▸ **Data extract**:
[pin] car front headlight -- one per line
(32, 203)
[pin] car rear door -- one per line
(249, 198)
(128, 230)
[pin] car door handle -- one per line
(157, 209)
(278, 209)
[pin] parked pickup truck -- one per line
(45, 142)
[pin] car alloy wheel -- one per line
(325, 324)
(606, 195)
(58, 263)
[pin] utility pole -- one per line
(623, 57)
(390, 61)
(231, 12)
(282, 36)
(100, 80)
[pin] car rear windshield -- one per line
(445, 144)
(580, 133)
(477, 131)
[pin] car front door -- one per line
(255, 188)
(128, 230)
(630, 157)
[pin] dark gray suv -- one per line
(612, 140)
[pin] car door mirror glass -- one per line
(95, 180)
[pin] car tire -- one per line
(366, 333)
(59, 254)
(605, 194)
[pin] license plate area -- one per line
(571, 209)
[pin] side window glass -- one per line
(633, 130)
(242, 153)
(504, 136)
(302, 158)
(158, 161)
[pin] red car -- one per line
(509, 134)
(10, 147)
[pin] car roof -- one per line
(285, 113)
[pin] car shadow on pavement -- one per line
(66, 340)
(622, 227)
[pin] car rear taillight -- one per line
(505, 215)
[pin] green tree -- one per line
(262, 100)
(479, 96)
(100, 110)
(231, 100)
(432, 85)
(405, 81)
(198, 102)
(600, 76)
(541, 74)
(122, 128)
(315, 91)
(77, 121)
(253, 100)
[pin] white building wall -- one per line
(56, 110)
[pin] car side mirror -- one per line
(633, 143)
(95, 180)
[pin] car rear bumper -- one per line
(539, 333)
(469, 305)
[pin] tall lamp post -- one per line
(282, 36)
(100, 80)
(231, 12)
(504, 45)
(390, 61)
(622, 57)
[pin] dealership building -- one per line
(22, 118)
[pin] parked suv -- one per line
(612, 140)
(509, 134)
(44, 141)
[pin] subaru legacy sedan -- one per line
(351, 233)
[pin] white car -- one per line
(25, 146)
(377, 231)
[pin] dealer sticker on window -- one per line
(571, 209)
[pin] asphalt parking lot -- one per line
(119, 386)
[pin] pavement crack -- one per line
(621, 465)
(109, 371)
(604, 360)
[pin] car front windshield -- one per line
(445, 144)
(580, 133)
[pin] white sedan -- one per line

▸ **Brief**:
Your task is to transcribe the material exactly.

▸ **Output of the exercise**:
[pin] car front headlight -- one per line
(32, 203)
[pin] car rear door -- one per line
(249, 198)
(128, 230)
[pin] car door handle -- one per line
(157, 209)
(278, 209)
[pin] parked pickup truck -- one per line
(45, 142)
[pin] car alloy wheel -- one per line
(325, 324)
(606, 195)
(58, 263)
[pin] utility pole -- one per line
(623, 57)
(390, 61)
(231, 12)
(282, 36)
(100, 80)
[pin] car rear windshield -- one per line
(445, 144)
(580, 133)
(477, 131)
[pin] car front door -- one per line
(255, 188)
(128, 230)
(630, 157)
[pin] dark gray suv -- one per line
(612, 140)
[pin] car door mirror glass -- one per line
(95, 180)
[pin] car tire -- one per line
(366, 333)
(59, 254)
(605, 194)
[pin] license plate area -- one per line
(571, 209)
[pin] side window glass -- one per line
(633, 130)
(242, 153)
(504, 136)
(302, 158)
(158, 161)
[pin] red car -- one per line
(509, 134)
(10, 147)
[pin] car roof -- one per line
(285, 113)
[pin] car shadow on pavement -- one per line
(66, 340)
(622, 227)
[pin] car rear taillight -- one per line
(505, 215)
[pin] green tree -- one per line
(262, 100)
(479, 96)
(100, 110)
(231, 100)
(432, 85)
(405, 81)
(198, 102)
(600, 76)
(541, 74)
(122, 128)
(315, 91)
(77, 121)
(253, 100)
[pin] white building wall -- one per line
(56, 110)
[pin] car side mirror -- one per line
(633, 143)
(95, 180)
[pin] car rear bumper -- one per line
(539, 333)
(469, 305)
[pin] tall lamp post -- one per line
(282, 36)
(100, 80)
(231, 12)
(504, 45)
(390, 61)
(622, 57)
[pin] dealership building -- one per line
(22, 118)
[pin] parked suv -- one per line
(612, 140)
(509, 134)
(44, 141)
[pin] subaru legacy sedan -- one per line
(351, 233)
[pin] white car -- one per line
(25, 146)
(377, 231)
[pin] dealer sticker on window -- one per line
(571, 209)
[pin] asphalt parking lot -- one per line
(119, 386)
[pin] pavement crack -- one per line
(621, 465)
(109, 371)
(604, 360)
[pin] car front windshield -- one per line
(445, 144)
(580, 133)
[pin] white sedan -- one per line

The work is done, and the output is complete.